Exercise
Reproduce the entries below verbatim, from their first line through the line containing "positive clicks: (187, 90)", with both of those lines included.
※ ※ ※
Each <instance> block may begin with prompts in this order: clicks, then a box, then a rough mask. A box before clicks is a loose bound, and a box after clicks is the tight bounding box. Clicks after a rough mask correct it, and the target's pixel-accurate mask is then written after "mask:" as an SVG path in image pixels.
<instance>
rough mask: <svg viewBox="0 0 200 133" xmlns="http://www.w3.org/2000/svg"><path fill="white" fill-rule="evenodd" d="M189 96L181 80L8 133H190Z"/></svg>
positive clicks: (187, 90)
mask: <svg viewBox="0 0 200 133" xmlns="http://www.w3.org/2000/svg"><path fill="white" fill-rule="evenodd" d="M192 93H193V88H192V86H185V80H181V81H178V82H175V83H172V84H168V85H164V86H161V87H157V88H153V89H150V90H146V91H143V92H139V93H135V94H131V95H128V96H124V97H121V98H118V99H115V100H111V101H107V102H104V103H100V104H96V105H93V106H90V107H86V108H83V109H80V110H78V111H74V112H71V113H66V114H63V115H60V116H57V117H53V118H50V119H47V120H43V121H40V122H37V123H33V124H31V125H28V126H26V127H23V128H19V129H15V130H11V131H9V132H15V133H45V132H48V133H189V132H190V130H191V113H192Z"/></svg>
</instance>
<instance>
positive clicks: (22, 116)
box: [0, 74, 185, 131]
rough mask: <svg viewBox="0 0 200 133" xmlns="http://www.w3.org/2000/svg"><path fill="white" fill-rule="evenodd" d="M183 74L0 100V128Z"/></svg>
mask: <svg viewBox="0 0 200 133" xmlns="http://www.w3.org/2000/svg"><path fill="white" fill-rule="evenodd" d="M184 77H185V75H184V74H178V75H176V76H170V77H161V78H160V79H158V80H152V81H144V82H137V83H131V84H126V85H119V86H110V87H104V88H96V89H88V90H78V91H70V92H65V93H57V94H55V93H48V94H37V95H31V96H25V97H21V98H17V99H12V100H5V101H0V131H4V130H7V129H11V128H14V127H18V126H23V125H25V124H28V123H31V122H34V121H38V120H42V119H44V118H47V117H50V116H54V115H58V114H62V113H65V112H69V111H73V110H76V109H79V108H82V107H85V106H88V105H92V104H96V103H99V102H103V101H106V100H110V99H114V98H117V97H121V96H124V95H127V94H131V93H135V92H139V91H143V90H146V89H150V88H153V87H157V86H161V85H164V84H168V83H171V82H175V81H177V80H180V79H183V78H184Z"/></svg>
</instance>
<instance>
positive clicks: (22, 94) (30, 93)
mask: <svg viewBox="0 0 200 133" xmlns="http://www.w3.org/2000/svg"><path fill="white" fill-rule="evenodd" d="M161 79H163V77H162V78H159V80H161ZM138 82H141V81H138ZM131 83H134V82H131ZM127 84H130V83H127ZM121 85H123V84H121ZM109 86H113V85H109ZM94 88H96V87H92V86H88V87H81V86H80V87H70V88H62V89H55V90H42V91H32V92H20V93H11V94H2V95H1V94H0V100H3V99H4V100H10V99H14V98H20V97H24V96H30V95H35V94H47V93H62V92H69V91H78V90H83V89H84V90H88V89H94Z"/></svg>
※ ※ ※
Reply
Each <instance> block may begin with prompts in this order: clicks, then a box, then a rough mask. A box before clicks is a loose bound, and a box after clicks is the tight bounding box. Clicks after a rough mask correct it, and the target's pixel-accurate mask is then written after "mask:" as an SVG path in image pixels.
<instance>
rough mask: <svg viewBox="0 0 200 133" xmlns="http://www.w3.org/2000/svg"><path fill="white" fill-rule="evenodd" d="M189 96L181 80L8 133H190Z"/></svg>
positive clicks: (187, 90)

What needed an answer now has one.